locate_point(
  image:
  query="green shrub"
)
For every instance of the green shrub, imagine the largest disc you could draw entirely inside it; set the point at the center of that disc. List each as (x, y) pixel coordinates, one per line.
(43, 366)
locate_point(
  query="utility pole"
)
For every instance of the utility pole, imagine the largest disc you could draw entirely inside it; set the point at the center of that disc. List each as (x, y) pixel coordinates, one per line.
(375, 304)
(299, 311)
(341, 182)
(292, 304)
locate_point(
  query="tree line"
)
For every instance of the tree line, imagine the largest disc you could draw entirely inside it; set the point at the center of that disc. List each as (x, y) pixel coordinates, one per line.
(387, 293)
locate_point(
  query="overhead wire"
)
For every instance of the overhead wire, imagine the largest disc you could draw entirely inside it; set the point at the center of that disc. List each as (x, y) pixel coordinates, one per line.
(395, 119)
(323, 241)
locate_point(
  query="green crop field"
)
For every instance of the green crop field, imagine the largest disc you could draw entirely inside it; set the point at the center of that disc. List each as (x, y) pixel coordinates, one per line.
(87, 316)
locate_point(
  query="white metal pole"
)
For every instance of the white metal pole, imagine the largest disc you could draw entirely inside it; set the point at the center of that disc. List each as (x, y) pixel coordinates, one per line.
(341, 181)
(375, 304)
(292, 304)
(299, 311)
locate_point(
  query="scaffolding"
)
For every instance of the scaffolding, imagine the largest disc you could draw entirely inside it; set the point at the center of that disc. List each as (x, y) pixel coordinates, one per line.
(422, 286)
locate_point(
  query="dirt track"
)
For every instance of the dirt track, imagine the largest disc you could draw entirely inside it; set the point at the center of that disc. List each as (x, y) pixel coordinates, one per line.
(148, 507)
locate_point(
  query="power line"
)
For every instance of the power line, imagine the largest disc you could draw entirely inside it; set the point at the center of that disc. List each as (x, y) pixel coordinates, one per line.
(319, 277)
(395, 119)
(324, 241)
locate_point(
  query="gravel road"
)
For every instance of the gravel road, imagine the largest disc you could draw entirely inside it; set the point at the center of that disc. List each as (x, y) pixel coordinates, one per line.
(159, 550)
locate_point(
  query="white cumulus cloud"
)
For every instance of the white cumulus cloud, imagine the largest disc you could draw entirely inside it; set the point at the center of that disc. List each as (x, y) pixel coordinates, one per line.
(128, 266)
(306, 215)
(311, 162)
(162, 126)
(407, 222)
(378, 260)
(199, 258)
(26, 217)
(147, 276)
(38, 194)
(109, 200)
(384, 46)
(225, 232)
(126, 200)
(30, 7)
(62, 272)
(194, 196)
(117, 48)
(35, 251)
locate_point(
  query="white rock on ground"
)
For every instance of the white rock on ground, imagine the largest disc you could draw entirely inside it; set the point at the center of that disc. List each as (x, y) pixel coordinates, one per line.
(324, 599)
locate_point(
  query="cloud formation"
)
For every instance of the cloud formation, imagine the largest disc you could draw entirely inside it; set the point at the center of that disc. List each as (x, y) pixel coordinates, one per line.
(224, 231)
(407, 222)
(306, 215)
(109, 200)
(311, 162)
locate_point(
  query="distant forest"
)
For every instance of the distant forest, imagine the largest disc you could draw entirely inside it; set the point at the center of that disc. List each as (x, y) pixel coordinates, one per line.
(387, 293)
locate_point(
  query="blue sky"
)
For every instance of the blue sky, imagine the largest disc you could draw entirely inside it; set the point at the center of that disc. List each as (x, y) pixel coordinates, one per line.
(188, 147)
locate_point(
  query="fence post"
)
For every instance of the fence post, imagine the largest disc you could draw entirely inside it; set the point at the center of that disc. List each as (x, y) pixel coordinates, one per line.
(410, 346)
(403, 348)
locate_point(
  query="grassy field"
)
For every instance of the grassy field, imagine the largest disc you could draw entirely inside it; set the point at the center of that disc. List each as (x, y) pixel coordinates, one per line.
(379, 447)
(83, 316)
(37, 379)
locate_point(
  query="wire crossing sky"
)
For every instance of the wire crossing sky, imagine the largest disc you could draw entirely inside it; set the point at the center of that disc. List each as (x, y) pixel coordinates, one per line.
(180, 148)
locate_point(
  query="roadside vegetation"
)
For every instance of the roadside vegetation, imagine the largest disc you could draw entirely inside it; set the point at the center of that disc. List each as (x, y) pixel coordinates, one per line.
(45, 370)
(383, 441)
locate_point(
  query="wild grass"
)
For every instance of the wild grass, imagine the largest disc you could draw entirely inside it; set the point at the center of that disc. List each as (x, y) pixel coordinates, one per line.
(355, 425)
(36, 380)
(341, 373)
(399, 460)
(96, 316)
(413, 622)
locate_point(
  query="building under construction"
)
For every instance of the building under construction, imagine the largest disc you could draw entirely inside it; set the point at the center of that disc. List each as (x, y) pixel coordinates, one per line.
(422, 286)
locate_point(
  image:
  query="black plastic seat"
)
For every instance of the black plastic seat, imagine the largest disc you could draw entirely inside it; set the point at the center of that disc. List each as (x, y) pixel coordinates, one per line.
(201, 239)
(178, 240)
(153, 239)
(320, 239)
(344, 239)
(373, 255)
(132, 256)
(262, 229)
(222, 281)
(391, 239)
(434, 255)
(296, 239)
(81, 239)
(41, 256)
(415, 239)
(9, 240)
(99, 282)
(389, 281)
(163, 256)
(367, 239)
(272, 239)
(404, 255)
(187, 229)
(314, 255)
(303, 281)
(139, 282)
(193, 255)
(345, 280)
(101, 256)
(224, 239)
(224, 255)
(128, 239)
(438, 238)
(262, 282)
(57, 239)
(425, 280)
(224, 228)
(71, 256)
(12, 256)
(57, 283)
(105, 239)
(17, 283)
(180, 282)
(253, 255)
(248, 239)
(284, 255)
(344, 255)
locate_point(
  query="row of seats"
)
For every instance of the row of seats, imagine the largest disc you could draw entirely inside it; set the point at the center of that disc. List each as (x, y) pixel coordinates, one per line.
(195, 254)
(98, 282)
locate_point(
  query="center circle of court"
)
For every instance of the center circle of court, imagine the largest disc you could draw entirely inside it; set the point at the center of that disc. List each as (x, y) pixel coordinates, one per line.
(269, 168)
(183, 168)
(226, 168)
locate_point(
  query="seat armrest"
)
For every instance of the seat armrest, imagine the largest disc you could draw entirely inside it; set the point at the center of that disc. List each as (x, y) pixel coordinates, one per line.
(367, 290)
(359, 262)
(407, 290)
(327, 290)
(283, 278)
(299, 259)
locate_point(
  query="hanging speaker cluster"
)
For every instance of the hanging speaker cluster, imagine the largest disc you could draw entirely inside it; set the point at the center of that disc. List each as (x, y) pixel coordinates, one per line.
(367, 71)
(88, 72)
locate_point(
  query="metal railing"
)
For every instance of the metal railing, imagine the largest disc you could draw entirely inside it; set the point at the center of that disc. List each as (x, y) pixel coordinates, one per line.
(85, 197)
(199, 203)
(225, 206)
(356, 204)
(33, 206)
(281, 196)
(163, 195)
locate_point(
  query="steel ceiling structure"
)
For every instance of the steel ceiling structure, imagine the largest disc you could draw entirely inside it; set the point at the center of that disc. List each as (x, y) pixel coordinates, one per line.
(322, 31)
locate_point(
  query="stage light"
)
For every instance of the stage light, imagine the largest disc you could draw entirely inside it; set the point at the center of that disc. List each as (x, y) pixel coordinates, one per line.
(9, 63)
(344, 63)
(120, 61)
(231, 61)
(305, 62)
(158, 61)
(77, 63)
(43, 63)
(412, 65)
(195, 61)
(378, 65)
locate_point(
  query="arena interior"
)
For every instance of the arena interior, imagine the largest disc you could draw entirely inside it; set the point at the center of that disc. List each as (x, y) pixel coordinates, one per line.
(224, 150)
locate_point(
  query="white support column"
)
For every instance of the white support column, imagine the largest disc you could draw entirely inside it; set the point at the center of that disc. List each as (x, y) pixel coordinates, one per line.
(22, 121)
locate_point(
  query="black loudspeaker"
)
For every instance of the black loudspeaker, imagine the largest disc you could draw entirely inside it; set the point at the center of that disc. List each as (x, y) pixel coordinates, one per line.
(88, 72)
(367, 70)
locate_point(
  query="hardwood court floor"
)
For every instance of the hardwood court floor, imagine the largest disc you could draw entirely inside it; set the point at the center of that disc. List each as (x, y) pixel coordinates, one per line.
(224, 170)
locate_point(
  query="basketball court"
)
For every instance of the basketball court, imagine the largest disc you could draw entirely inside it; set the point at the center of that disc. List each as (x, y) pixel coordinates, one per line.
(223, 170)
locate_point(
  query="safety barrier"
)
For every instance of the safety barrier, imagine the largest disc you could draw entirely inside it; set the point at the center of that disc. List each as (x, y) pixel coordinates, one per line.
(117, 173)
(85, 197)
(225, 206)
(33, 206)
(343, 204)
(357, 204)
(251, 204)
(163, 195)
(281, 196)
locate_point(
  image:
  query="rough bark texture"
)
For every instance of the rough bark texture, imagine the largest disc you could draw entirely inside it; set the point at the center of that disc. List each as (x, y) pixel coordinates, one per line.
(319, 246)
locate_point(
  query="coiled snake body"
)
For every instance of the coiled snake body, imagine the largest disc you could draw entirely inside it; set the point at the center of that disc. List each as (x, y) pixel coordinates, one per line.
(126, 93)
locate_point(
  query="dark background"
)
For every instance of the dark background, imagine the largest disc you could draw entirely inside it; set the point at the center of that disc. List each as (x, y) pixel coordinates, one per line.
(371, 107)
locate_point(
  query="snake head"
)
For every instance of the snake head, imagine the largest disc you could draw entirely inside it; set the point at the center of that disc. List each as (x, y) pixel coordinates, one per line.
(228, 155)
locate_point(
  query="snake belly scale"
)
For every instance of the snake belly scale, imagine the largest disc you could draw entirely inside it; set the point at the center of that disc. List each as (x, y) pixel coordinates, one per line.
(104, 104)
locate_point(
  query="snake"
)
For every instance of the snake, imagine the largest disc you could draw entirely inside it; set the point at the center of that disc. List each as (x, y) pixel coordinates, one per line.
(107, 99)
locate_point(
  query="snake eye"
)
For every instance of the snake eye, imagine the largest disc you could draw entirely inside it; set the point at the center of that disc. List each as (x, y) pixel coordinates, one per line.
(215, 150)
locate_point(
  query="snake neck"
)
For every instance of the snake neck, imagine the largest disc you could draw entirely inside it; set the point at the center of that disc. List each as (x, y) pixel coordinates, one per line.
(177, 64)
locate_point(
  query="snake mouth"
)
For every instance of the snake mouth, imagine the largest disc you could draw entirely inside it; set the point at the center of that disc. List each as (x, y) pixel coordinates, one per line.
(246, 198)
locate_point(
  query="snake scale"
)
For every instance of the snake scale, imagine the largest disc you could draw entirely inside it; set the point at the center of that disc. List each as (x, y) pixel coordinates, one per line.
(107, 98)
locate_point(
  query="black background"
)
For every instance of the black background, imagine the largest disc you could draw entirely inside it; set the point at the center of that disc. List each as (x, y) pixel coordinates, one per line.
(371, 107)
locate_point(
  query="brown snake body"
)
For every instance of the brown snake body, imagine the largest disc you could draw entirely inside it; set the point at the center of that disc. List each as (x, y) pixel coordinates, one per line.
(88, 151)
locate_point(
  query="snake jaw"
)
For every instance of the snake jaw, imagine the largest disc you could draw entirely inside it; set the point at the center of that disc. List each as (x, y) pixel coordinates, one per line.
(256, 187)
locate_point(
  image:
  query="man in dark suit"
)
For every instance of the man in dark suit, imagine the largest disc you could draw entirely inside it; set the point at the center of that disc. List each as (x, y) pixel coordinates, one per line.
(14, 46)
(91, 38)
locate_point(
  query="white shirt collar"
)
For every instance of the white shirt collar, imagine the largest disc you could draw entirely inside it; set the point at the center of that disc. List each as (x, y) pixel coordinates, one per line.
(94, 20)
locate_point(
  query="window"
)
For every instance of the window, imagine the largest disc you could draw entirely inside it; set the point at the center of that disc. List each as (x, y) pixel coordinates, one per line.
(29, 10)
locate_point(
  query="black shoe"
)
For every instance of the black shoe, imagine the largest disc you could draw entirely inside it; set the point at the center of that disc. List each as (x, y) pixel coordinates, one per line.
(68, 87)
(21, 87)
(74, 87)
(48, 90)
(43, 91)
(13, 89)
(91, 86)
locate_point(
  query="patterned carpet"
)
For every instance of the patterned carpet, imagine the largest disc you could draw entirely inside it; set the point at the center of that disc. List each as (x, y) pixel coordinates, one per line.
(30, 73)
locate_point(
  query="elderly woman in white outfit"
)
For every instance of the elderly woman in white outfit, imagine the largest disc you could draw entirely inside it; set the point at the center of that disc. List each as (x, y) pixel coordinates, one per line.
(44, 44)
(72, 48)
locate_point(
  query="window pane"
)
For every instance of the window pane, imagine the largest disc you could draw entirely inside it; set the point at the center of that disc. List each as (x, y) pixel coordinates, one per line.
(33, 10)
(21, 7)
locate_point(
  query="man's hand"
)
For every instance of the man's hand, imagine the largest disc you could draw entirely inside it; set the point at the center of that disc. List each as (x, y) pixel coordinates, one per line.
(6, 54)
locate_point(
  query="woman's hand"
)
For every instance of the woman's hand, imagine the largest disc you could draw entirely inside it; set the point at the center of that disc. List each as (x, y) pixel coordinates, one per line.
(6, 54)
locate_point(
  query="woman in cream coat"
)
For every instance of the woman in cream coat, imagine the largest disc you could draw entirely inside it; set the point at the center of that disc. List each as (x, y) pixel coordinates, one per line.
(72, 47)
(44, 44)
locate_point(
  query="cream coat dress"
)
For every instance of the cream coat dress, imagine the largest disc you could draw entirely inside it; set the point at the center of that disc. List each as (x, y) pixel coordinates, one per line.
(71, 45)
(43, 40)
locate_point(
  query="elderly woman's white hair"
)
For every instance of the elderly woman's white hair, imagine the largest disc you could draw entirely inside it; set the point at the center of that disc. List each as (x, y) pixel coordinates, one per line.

______

Task goal. Gather each line in these records that contains the string "hair".

Result of this exercise.
  query="elderly woman's white hair"
For every instance of the elderly woman's white hair, imagine the largest disc you could draw entirely inside it; set the point at the center of that disc. List each as (x, y) pixel coordinates, one per line.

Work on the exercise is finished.